Transcribe every record that appears below, exactly and in full.

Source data
▼

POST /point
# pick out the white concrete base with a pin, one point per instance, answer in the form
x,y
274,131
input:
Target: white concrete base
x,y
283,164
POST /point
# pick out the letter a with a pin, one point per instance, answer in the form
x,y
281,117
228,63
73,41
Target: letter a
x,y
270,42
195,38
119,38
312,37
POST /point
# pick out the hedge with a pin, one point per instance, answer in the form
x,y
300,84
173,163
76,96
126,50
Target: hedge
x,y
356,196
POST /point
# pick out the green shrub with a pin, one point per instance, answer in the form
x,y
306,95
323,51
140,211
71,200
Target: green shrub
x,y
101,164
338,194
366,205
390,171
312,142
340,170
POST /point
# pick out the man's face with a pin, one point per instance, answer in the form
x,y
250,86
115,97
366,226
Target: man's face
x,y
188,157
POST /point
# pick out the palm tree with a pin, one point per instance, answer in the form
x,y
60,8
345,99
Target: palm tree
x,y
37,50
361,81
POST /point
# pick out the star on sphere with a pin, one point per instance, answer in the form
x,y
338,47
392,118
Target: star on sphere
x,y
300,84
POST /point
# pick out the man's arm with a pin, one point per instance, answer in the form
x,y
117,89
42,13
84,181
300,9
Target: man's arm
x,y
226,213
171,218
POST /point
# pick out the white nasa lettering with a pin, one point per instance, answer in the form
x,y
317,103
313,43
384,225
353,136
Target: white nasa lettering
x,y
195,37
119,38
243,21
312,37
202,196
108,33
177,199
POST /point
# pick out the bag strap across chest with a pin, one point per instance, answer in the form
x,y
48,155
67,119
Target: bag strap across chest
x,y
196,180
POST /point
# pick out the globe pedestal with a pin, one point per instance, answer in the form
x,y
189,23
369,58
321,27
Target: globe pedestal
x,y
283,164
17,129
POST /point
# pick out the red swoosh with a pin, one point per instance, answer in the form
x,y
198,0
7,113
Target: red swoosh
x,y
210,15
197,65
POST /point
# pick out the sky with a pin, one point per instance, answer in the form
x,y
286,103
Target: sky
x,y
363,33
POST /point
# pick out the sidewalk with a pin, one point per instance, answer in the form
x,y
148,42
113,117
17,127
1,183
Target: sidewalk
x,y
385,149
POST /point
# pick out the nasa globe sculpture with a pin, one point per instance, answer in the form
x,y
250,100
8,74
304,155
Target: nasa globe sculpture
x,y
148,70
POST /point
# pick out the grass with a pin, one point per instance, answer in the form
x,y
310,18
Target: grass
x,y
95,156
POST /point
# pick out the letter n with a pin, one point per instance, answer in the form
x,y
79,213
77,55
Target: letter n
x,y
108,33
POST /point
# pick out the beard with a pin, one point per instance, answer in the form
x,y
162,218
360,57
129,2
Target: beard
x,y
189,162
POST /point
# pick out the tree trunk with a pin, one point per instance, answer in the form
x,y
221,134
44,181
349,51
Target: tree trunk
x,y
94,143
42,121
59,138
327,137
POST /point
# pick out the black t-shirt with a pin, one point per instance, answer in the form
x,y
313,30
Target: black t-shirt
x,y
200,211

▲

Exercise response:
POST /point
# pick out the white concrete base with a pin, one point per instance, answer in the form
x,y
274,131
input:
Target: white concrete base
x,y
283,164
POST /point
# pick out the letter a with a pin, one point per instance, answer in the form
x,y
281,117
228,63
73,41
Target: letter a
x,y
270,42
195,38
119,38
312,37
POST /point
# pick out the hedge with a pin, one point per instance, answer in the form
x,y
300,84
173,163
76,96
126,50
Target: hedge
x,y
356,196
POST /point
# pick out the green shrub with a pin, one point per instance, answer in the form
x,y
306,95
323,51
140,211
71,200
Target: green shrub
x,y
101,164
338,194
366,205
390,171
312,142
340,170
POST /point
# pick out the man's face with a pin, one point per instance, answer in the form
x,y
250,86
115,97
366,226
Target: man's face
x,y
188,157
POST /point
# pick out the palm tree with a pin, one point per instance, answer in the form
x,y
60,8
345,99
Target: palm tree
x,y
37,50
361,81
POST /point
# pick out the star on sphere with a pin, one point per instance, answer in the form
x,y
338,47
392,118
Target: star on sphere
x,y
300,84
POST /point
# pick out the man's arm with a pin, one point per instance, answer in the form
x,y
117,89
42,13
84,181
300,9
Target: man's arm
x,y
226,213
171,218
POST /point
# pick out the white nasa lettering with a pin, one point per instance, answer in the form
x,y
317,103
313,43
384,225
353,136
Target: white nasa lettering
x,y
195,37
119,38
243,21
312,37
202,196
108,33
177,199
POST /point
# pick out the bag strap across chest with a pin, one point per instance, answer in the form
x,y
48,155
67,119
Target: bag strap across chest
x,y
196,180
POST /point
# pick out the globe pedestal with a pin, one point per instance, answer in the form
x,y
189,23
369,58
321,27
Target: globe pedestal
x,y
283,164
17,129
POST /point
# pick out the red swoosh with a pin, one point per instance, answer in the form
x,y
198,0
7,113
Target: red swoosh
x,y
210,15
197,65
POST /point
# pick out the sky with a pin, one point per instance, answer in the form
x,y
286,103
Target: sky
x,y
363,33
POST /point
# pick out the sidewalk with a pin, one point per instance, answer in the form
x,y
148,42
113,117
17,127
1,183
Target: sidewalk
x,y
385,149
POST /point
# pick out the nasa globe sculpture with a pin, one point per instance, answer in the form
x,y
250,100
8,74
304,155
Target: nasa globe sculpture
x,y
148,70
POST /point
# pick out the grass with a pin, one point per instance, answer in the form
x,y
310,18
Target: grass
x,y
95,156
POST /point
# pick out the letter n with a pin, one point per instance, answer in the form
x,y
79,213
77,55
Target: letter n
x,y
108,33
POST /point
# pick out the beard with a pin, one point per instance, answer in the form
x,y
162,218
360,57
129,2
Target: beard
x,y
189,162
POST /point
# pick out the tree trunk with a pin, one point per instance, answer in the form
x,y
221,134
44,181
349,51
Target: tree trunk
x,y
94,143
42,121
59,138
327,137
POST /point
# pick out the black t-shirt with a pin, one point per instance, answer in the form
x,y
313,30
Target: black t-shirt
x,y
200,211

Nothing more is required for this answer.